### [EXERCISE]
Search the data for the string "please" and extract every line where it appears.

### [DATA FOR THIS EXERCISE]

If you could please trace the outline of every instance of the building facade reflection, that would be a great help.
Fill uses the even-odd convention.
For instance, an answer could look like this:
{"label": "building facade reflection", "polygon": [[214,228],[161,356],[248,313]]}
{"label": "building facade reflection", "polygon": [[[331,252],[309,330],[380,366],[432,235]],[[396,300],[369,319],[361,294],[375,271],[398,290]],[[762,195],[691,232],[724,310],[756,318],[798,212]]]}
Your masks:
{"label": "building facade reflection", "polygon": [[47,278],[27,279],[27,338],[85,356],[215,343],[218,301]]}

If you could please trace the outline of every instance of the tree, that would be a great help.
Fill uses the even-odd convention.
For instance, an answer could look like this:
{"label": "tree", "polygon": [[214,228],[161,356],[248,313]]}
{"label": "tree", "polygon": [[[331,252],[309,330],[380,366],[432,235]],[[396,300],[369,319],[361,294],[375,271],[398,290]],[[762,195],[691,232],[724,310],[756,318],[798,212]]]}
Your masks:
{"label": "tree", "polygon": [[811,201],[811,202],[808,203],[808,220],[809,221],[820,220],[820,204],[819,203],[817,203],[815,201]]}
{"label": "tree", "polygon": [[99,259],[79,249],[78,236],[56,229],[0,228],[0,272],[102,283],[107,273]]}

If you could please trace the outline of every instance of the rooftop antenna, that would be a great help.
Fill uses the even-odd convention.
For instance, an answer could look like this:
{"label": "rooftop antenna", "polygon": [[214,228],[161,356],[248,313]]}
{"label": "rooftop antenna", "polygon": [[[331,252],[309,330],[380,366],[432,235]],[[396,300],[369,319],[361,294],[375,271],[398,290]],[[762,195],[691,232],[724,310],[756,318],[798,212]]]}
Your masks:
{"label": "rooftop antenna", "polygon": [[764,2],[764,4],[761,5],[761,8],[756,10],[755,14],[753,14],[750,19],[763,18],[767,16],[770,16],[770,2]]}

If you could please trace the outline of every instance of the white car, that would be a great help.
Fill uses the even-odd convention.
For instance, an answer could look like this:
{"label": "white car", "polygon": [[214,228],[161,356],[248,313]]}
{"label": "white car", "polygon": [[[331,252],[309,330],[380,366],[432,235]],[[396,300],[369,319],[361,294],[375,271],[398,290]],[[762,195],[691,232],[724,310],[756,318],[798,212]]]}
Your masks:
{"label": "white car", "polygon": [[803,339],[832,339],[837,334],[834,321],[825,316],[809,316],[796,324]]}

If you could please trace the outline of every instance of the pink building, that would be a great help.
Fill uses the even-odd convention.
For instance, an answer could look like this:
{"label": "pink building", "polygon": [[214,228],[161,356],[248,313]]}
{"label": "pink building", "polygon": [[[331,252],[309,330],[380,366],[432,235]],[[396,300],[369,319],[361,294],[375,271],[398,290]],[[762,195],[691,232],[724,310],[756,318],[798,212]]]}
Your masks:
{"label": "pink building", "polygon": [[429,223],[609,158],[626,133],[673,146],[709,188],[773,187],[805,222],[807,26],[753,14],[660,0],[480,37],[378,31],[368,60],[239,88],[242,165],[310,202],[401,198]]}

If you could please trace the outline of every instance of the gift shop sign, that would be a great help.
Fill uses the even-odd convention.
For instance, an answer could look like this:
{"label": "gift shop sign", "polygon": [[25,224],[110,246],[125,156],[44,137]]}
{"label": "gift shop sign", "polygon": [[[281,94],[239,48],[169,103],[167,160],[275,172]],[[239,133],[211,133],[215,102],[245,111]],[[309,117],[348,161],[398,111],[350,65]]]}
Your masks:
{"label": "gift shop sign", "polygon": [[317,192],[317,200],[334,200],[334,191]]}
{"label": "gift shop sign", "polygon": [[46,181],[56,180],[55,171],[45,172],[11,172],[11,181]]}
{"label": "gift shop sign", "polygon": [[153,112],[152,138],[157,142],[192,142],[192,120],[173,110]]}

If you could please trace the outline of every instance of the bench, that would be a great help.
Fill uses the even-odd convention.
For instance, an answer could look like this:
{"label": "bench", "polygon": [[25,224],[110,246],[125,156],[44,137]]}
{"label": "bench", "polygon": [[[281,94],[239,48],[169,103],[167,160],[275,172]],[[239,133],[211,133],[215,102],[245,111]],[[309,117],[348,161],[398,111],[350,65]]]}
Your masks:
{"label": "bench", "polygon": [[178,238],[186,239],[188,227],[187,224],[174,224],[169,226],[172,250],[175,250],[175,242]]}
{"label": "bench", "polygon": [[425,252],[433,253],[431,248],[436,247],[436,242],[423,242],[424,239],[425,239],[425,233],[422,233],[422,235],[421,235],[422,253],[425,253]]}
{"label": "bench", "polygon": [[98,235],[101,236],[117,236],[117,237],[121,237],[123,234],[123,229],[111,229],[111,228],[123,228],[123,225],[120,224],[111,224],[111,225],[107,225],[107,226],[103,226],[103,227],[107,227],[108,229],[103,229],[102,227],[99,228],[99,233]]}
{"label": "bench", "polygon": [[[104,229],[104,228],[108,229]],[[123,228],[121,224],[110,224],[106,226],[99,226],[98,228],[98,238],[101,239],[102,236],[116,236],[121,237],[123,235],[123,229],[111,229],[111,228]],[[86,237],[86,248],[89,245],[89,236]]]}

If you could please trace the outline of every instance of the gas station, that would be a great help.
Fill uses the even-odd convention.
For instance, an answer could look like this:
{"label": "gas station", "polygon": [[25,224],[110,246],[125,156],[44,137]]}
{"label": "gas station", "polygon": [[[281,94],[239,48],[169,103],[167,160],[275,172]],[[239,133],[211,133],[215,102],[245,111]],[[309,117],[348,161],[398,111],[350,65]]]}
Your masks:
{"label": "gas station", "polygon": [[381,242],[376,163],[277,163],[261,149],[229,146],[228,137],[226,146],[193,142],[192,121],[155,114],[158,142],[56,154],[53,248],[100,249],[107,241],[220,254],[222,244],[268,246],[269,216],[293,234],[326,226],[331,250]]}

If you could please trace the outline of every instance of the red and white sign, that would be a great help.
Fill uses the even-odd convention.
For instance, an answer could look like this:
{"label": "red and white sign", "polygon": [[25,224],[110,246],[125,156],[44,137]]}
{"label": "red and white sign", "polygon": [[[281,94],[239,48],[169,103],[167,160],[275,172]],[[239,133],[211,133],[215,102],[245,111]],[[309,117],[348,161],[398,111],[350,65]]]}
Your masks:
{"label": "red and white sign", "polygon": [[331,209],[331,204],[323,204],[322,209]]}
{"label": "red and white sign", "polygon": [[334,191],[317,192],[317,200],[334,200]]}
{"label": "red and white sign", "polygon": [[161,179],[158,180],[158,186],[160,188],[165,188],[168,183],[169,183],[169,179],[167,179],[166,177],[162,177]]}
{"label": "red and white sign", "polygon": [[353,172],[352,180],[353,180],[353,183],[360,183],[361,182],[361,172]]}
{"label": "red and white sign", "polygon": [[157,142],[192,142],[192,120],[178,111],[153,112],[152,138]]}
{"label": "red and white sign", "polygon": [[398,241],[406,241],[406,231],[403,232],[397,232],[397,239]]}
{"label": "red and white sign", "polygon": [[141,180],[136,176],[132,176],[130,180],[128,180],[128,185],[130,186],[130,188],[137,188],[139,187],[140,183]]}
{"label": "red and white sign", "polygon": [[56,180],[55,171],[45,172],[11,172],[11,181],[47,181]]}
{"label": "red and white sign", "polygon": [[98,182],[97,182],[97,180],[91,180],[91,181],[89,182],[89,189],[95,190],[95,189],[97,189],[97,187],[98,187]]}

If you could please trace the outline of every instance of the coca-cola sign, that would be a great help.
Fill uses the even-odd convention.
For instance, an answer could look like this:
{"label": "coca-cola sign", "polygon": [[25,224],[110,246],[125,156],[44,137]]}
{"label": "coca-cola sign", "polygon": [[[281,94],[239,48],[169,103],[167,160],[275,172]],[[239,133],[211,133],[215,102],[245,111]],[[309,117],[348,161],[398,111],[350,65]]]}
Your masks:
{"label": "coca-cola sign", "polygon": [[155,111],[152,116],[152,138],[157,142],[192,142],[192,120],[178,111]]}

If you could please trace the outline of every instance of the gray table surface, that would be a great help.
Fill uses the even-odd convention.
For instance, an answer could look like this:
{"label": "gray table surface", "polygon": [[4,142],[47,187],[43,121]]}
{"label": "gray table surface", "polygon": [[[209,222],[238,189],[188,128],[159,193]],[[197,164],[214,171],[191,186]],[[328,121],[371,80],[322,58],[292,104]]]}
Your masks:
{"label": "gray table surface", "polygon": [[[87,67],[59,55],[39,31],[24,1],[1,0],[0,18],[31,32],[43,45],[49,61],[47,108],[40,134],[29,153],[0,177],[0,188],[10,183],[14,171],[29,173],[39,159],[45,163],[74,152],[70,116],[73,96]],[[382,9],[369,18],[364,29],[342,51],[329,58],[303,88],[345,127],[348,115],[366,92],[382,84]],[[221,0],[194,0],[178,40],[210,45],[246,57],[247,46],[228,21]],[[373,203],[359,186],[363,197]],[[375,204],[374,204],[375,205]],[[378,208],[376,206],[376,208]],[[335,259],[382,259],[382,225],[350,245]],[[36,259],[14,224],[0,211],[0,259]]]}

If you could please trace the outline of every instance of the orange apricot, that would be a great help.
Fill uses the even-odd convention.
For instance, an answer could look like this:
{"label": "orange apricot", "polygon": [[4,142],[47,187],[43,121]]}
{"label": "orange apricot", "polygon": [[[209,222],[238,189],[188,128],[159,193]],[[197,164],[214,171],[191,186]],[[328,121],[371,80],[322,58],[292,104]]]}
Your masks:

### [OUTPUT BELOW]
If you could please trace the outline of every instance of the building facade reflection, that would be a great help.
If you could please trace the outline of every instance of the tree, that would be a great help.
If you could please trace the outline of every instance of the rooftop antenna, that would be a great help.
If you could please trace the outline of every instance of the white car, that would be a great help.
If you could please trace the outline of every instance of the pink building, that would be a great help.
If you could please trace the outline of every instance of the gift shop sign, that would be a great help.
If you could please trace the outline of every instance of the bench, that would be a great help.
If you could please trace the outline of every instance of the gas station, that would be a great help.
If you could please trace the outline of every instance of the red and white sign, that would be a great help.
If you could please trace the outline of every instance of the coca-cola sign, that would be a great help.
If you could please trace the outline of every instance of the gray table surface, that would be a great help.
If you could please trace the outline of every instance of the orange apricot, that would be a great help.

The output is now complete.